[Data excerpts]
***

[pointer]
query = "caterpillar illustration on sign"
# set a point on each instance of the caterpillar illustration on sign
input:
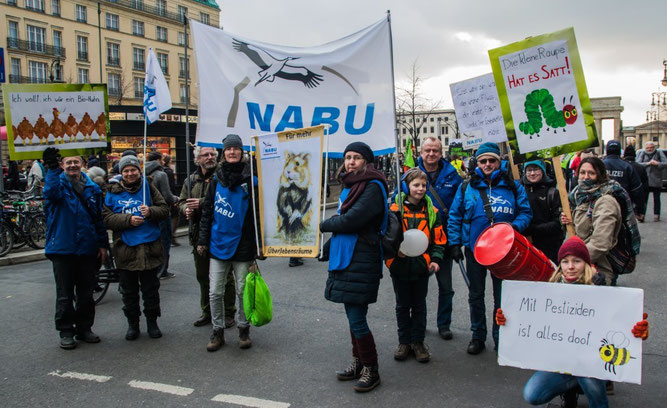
(540, 103)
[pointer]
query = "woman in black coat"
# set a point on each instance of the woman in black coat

***

Aim of the exercise: Produce a word-for-word copy of the records, omitting all images.

Response to the task:
[pointer]
query = "caterpillar illustration on sign"
# set a point on each instance of the caterpillar illustration on sign
input:
(540, 103)
[pointer]
query = "woman in black coat"
# set a point on each instance of the woman in black coat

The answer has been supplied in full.